*Instructions to follow*. Resume the column on public-private partnerships below, continuing from its final sentence.

*Exercise text*.
>>>>

Public Private Partnerships 2.0

Today’s column in the Age and SMH

Public private partnerships (PPPs) haven’t been such a happy experiment. Using private money to build arterial roads just increases their cost because private capital requires much higher returns than government borrowing.

But I’ve long wondered about a different kind of PPP that plays to the respective strengths of public and private sectors, rather than their weaknesses.

The economic textbook says governments must build public goods because private endeavour can capture only a tiny fraction of their total value to society. But Google, Facebook, Twitter and Wikipedia are all privately provided public goods. What’s going on?

These public goods generate far more social than private benefit, but there’s still enough in it for the creators to make their creation worthwhile. Google probably generates more than $1 trillion worth of value, so advertising revenue of a tiny fraction of that still manages to generate a few lousy tens of billions. Meanwhile, the platform of Wikipedia was philanthropically created, which leverages the voluntary contributions of the expert and energetic few for the benefit of all.

It’s lucky these public goods didn’t need government involvement, because building them required the insight, drive and steadfast purpose of some of the finest entrepreneurs alive. That pretty much rules government out of the job description.

But what about all those potential public goods or platforms that languish undeveloped because there just aren’t the incentives for private entrepreneurs to deliver them without government help? A public-private partnership might bring them into existence.

<<<<

*Supplied information*.
>>>>

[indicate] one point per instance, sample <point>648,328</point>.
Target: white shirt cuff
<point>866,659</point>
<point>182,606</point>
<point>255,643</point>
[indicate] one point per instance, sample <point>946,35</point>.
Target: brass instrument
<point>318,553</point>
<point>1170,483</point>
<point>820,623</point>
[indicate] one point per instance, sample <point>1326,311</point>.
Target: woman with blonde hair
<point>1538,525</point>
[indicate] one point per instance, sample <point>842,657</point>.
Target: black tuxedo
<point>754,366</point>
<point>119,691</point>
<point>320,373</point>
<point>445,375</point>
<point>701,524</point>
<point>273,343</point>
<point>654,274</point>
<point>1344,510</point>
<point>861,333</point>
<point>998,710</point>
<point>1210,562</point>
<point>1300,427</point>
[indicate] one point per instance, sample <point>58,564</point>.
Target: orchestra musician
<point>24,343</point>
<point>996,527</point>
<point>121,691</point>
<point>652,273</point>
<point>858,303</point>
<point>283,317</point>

<<<<

*Answer to this problem*.
I’d come to that conclusion by 2009 while participating in the Government 2.0 Taskforce, which explored the implications of ”Web 2.0”, or social media for governments. But it wasn’t until last year until I came upon a really compelling example. At the Health 2.0 Conference in San Francisco I listened to Anne Wojcicki, the wife of Google co-founder Sergey Brin and the co-founder and CEO of 23andMe.

23andMe sends customers a kit to swab their saliva to enable 23andMe to genetically profile them. 23andMe customers then use that profile to help manage their health throughout their lives. This kind of genetic information isn’t the godsend that people once thought it might be. Genes express themselves in complex ways. But already the information can be helpful in identifying some disease susceptibilities.

And 23andMe is becoming a powerful platform for research. Customers complete 23andMe questionnaires that identify specific health characteristics to be cross-referenced with their genomic profile and as its database grows, its diagnostic and research power grows. Scientists have used 23andMe’s database to publish in scholarly journals replicating 180 genetic associations with medical conditions that had previously been documented in the medical literature – at a fraction of the cost and time of traditional research.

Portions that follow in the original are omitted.